Supplied records.
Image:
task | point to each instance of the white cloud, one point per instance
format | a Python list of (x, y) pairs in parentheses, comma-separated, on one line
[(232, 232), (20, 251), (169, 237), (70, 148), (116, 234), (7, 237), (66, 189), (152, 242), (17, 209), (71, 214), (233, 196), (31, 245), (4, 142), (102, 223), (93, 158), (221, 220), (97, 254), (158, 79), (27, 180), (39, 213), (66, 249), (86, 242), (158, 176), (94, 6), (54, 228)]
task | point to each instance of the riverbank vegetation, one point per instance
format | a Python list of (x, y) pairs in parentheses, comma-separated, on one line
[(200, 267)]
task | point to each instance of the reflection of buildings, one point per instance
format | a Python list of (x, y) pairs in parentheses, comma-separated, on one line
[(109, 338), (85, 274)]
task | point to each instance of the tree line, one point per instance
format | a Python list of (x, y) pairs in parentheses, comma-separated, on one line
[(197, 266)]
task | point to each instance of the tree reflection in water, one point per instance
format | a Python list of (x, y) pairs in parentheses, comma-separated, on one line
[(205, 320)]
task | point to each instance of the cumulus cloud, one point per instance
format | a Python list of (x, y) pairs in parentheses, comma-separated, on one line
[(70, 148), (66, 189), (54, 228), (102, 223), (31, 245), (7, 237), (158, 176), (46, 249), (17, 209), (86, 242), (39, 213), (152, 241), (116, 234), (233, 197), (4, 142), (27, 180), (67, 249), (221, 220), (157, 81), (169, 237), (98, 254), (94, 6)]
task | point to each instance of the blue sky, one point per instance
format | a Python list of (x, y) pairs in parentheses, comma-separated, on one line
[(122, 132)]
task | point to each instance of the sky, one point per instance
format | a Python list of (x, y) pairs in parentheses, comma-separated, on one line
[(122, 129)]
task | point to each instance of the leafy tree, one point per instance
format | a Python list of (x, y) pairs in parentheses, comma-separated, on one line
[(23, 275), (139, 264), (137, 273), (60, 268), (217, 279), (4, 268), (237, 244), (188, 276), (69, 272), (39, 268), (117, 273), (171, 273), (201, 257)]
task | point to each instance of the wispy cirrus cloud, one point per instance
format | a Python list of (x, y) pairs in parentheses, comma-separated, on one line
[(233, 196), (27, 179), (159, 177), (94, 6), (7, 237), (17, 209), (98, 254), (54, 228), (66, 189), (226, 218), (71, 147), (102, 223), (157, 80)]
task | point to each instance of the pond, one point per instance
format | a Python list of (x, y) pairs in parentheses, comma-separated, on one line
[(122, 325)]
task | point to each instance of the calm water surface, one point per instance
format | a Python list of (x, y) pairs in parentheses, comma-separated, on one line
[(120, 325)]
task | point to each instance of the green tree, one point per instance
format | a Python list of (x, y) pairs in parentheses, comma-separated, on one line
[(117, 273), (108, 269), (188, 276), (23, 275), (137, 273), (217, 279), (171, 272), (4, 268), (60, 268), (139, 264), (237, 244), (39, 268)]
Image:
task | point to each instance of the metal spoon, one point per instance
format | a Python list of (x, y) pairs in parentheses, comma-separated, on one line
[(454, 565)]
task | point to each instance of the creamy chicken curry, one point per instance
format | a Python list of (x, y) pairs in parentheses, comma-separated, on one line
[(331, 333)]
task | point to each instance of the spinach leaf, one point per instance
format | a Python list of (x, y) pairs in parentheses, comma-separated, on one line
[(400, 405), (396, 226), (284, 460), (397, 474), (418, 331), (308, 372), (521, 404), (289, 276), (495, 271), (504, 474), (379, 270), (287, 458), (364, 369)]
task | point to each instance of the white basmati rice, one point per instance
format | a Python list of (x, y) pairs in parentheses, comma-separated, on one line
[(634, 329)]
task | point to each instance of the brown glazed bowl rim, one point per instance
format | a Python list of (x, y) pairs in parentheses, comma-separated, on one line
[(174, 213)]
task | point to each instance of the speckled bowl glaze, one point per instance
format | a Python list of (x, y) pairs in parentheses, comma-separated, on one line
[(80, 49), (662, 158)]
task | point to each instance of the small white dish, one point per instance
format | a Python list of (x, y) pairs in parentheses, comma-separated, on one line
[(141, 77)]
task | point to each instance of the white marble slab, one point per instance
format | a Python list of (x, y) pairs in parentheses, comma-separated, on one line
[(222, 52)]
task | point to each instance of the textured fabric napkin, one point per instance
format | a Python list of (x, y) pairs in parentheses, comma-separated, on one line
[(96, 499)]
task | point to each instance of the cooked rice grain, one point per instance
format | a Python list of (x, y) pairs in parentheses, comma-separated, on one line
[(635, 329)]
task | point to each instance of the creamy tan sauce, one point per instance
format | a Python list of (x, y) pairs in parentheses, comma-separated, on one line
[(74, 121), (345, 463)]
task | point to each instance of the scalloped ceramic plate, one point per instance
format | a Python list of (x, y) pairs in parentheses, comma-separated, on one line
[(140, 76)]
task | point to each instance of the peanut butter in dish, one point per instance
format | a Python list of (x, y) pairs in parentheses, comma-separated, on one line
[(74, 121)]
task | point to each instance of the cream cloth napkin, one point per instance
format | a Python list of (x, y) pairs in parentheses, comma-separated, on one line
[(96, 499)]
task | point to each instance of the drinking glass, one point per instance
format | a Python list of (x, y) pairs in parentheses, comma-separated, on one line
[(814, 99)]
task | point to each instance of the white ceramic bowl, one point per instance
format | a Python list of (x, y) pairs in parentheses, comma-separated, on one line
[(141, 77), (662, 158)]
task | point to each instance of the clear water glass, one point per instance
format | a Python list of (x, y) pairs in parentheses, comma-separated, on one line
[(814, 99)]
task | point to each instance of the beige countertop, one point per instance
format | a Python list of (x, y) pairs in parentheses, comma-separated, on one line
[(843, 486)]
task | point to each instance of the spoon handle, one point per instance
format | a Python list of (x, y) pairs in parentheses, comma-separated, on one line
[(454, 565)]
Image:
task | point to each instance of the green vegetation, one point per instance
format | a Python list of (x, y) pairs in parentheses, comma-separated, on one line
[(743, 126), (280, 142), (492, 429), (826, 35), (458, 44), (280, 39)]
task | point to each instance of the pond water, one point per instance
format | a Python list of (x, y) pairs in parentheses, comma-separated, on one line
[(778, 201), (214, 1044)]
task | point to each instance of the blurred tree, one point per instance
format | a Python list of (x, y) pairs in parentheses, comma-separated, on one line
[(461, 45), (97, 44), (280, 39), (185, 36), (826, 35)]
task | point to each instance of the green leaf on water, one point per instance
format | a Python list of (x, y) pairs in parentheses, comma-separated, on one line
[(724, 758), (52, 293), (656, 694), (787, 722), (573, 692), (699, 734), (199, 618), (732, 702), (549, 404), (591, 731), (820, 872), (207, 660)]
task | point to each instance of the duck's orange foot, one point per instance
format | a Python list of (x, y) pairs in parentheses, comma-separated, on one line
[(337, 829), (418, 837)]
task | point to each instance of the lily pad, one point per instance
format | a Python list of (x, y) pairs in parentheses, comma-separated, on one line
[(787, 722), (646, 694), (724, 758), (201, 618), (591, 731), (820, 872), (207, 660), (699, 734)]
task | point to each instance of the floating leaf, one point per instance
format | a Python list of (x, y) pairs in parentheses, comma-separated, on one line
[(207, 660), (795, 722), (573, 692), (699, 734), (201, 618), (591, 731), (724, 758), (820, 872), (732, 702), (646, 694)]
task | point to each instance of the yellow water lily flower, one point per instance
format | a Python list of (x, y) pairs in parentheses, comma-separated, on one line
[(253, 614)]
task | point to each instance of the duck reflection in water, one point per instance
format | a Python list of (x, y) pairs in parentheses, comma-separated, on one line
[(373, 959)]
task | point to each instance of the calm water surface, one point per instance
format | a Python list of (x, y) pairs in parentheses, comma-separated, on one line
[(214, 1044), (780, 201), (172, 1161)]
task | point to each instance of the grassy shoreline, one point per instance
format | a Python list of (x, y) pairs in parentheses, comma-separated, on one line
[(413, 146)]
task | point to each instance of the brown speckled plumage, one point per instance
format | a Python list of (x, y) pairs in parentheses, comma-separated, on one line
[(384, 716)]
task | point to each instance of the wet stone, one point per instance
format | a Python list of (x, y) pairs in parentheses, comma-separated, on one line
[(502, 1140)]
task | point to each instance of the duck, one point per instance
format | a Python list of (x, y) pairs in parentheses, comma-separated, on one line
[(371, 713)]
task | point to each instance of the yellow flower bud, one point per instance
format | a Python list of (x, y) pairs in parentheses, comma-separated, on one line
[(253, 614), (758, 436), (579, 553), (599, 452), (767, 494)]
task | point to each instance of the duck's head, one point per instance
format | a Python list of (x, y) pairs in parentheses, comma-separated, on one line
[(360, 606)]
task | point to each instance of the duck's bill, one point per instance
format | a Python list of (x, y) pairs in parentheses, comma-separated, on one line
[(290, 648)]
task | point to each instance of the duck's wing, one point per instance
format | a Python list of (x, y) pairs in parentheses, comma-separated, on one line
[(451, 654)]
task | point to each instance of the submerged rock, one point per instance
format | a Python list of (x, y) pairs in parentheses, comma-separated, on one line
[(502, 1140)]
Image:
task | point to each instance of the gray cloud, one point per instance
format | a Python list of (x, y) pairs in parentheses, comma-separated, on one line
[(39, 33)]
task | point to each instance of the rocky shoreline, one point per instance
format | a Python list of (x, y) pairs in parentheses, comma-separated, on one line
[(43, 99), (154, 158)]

Required task. Format everything from the line containing "task | point to each instance of the speckled" down to the line containing "[(222, 52)]" as a JSON list of strings, one string per line, with blank lines left out.

Answer to this problem.
[
  "task | point to each instance of the speckled bowl glaze, one point per instance",
  "format | a Python list of (x, y) pairs in parentheses, comma-separated, on one line",
  "[(80, 49), (662, 158)]",
  "task | point to each instance of the small white dish, one point per instance",
  "format | a Python list of (x, y) pairs in parentheses, comma-separated, on one line",
  "[(141, 77)]",
  "task | point to each instance of the white marble slab, one point per instance",
  "format | a Python list of (x, y) pairs in parentheses, comma-separated, on one line",
  "[(222, 52)]"
]